■ **Supplied data**:
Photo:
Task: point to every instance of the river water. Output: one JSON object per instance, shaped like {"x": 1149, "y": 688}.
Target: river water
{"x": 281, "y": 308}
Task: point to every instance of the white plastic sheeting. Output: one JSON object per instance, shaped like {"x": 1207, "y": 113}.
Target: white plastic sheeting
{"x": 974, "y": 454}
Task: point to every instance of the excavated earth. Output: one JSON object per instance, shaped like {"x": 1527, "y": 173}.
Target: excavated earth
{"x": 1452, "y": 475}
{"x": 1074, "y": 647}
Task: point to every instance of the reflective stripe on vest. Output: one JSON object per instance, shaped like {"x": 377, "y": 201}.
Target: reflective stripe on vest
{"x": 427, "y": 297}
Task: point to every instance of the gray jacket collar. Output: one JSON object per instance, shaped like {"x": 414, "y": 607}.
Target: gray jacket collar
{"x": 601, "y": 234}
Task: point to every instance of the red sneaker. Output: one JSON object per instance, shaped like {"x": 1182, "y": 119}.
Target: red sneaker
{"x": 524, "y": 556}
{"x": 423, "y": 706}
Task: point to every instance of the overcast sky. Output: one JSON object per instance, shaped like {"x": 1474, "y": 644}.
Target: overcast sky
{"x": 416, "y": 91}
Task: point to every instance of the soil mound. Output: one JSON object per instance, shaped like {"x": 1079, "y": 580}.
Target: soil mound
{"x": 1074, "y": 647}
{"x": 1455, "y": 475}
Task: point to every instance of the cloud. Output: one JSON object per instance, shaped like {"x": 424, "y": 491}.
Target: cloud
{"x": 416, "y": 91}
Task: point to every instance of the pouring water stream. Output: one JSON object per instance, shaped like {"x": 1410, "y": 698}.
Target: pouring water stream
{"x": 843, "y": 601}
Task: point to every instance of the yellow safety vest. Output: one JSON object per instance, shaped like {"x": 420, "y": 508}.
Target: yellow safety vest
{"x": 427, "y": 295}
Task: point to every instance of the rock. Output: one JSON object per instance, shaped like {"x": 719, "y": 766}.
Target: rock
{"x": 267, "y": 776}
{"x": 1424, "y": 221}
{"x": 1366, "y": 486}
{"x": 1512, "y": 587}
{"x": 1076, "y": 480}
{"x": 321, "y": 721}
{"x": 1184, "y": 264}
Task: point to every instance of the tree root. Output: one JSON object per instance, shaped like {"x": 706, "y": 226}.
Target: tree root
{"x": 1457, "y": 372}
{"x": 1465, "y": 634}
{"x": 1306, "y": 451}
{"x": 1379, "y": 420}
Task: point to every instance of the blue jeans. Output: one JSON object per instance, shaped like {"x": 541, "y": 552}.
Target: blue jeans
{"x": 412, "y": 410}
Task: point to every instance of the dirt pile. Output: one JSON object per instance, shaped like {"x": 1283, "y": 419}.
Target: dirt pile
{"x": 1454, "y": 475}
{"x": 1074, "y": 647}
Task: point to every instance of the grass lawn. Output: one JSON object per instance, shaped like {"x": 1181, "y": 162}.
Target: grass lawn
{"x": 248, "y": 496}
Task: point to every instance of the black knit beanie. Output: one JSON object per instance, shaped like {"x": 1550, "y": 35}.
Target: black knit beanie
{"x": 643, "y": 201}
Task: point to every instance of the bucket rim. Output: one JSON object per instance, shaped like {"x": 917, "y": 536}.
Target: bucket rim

■ **Task objective**:
Only a number is expected: the count of lines in the data that contain the word "bucket".

■ **Task solution**:
2